-- Set problem --
Report each line of the material below that contains the string "bokeh", copying the line in full.

-- Collection entries --
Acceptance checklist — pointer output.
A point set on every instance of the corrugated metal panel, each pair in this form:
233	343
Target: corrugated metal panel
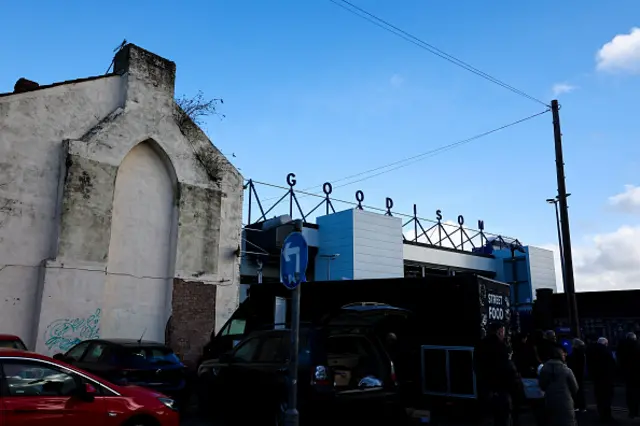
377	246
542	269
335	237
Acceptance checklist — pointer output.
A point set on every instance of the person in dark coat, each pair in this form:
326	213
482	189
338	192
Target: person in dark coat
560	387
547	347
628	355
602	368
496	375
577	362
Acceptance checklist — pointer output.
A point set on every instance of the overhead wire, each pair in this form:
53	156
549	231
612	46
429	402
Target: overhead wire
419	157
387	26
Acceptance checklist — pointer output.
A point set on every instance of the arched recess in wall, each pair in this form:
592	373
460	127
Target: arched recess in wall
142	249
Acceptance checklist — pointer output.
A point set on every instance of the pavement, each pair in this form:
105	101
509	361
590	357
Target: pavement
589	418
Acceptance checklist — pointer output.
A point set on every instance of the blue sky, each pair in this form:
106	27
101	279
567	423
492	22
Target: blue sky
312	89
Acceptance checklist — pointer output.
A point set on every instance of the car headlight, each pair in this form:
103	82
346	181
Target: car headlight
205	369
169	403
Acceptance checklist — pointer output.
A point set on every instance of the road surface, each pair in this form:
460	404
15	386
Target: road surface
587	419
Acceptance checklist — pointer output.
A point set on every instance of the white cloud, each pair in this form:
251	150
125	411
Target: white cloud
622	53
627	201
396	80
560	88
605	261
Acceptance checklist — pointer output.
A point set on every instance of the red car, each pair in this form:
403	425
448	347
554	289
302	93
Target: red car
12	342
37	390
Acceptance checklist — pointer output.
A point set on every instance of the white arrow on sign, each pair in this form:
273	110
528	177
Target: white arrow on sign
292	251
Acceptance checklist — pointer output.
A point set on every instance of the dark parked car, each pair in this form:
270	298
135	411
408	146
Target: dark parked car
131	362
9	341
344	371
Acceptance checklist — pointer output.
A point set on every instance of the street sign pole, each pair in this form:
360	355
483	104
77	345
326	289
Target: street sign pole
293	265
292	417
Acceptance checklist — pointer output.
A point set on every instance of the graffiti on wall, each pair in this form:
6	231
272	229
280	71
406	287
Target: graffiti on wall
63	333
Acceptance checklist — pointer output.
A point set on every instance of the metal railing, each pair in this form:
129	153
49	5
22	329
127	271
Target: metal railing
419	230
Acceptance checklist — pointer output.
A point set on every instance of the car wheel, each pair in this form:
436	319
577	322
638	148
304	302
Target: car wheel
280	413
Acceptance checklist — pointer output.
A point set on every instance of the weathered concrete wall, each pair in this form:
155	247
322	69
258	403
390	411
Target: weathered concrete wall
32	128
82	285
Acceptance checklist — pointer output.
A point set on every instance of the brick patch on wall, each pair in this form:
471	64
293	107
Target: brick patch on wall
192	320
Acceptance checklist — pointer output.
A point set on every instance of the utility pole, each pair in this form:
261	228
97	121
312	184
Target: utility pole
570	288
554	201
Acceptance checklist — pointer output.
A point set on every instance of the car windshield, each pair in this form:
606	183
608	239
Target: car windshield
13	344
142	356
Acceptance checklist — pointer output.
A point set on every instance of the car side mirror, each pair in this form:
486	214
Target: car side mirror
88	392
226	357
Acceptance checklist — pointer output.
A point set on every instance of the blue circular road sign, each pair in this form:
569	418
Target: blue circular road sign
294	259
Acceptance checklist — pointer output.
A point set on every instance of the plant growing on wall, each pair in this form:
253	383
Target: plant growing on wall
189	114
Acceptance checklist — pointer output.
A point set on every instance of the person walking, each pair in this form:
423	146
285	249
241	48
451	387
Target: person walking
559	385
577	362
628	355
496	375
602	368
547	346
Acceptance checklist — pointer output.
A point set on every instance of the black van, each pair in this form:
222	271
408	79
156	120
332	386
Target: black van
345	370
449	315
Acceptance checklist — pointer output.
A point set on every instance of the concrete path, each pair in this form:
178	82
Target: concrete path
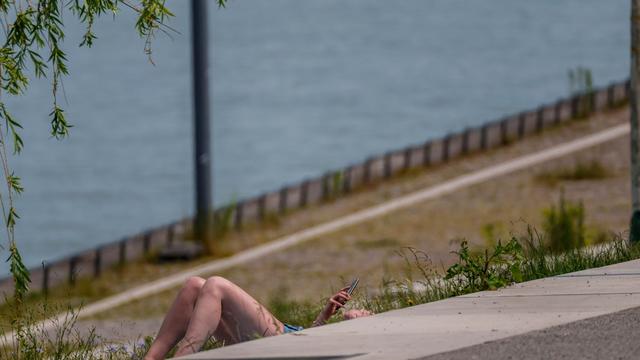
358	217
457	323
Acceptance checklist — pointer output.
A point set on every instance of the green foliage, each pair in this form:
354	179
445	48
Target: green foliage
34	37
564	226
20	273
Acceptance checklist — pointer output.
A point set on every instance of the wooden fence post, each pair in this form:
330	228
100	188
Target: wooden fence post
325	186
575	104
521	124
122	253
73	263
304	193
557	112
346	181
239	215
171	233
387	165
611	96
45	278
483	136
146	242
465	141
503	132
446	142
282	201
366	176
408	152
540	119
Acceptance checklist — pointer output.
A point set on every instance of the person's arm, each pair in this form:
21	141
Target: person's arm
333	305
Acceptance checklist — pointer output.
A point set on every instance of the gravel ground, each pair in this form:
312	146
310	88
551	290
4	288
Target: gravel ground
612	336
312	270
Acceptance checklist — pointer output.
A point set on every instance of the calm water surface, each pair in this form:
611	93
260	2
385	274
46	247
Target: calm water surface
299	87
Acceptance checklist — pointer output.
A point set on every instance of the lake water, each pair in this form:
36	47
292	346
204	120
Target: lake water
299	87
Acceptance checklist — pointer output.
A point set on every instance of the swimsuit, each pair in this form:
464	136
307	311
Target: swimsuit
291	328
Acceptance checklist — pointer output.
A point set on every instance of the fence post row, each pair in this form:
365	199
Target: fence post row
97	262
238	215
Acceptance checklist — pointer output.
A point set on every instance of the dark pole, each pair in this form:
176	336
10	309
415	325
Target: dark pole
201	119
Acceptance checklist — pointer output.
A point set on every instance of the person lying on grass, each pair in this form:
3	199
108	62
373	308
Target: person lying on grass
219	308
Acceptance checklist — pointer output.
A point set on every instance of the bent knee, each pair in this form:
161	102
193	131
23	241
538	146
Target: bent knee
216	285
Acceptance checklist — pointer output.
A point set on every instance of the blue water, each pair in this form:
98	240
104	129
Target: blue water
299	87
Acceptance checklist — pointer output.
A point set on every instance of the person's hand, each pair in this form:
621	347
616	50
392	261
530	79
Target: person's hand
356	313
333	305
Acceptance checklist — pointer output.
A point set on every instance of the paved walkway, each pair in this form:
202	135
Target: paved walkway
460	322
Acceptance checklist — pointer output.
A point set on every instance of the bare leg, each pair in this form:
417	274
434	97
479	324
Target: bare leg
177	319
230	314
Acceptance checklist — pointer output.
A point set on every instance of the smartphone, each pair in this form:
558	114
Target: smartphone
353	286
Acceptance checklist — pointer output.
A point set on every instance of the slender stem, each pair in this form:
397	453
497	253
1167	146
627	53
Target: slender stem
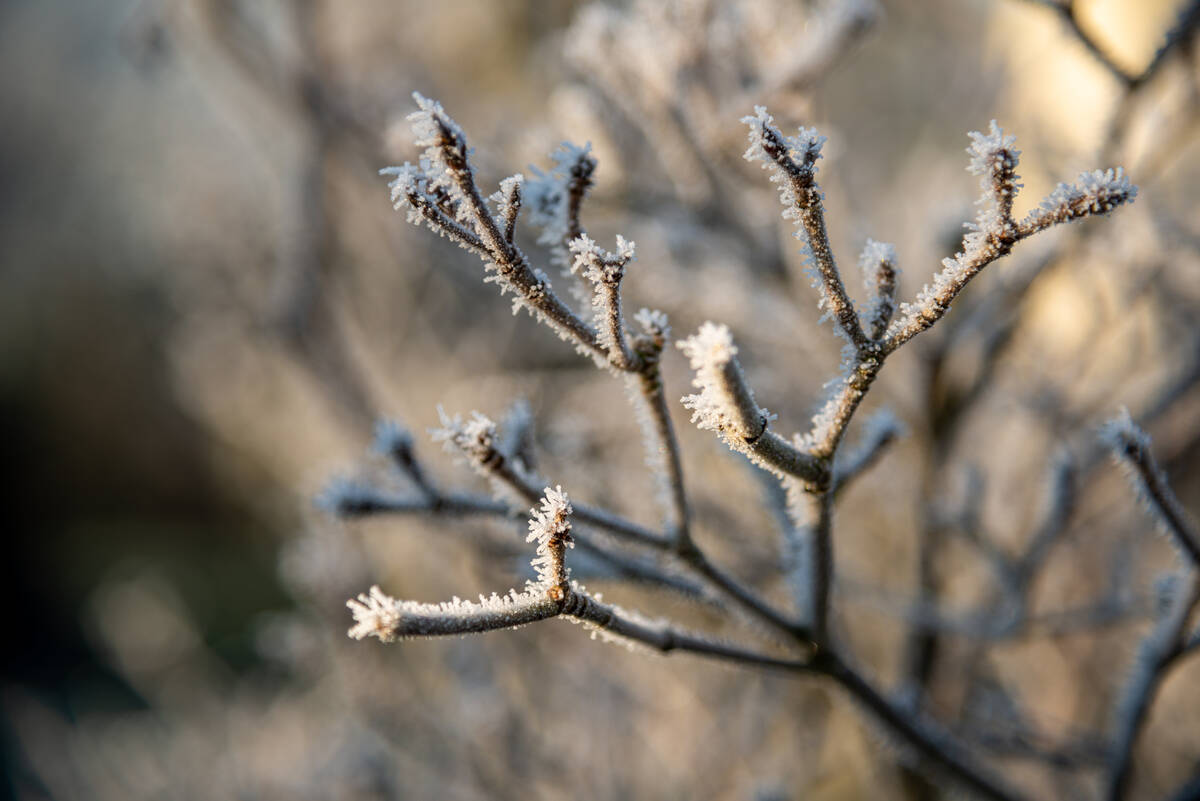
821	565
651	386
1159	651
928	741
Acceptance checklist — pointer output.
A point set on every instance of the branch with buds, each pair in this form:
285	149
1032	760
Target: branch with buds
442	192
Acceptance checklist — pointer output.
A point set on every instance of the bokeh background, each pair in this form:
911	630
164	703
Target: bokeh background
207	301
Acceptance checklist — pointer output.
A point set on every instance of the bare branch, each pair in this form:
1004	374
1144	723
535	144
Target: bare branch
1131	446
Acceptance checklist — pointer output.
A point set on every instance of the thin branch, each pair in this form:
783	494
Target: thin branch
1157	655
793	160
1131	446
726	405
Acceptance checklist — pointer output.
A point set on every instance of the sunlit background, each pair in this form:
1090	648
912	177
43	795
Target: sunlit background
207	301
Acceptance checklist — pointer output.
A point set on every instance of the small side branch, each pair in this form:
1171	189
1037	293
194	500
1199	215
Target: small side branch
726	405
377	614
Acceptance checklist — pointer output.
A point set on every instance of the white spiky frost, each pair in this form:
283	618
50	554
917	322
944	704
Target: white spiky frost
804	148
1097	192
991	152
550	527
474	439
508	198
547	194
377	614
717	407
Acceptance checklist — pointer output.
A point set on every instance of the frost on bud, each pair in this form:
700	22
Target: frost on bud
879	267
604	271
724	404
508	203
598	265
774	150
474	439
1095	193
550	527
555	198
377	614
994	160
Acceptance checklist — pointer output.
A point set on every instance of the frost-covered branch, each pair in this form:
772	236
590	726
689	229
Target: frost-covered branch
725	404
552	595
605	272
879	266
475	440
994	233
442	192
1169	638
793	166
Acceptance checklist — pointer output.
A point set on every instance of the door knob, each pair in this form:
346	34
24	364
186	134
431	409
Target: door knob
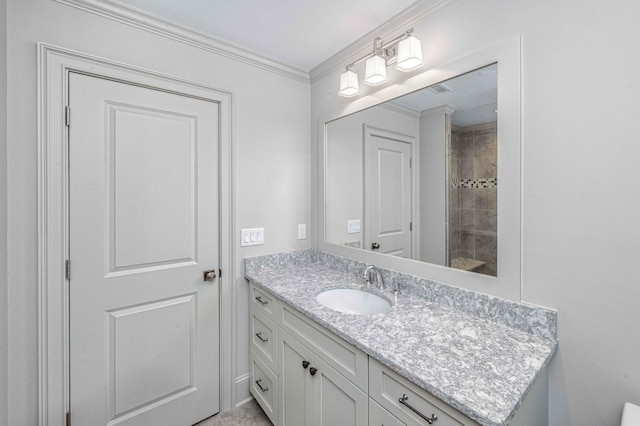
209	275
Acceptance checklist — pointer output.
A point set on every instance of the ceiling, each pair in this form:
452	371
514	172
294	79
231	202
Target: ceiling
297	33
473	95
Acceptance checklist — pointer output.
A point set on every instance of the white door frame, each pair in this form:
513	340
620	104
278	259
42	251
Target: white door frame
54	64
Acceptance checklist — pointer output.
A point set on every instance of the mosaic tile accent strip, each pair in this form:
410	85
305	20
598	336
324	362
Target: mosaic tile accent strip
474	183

-- Completed task --
A point set on every instance of the bokeh background, each pair in this form:
Target: bokeh background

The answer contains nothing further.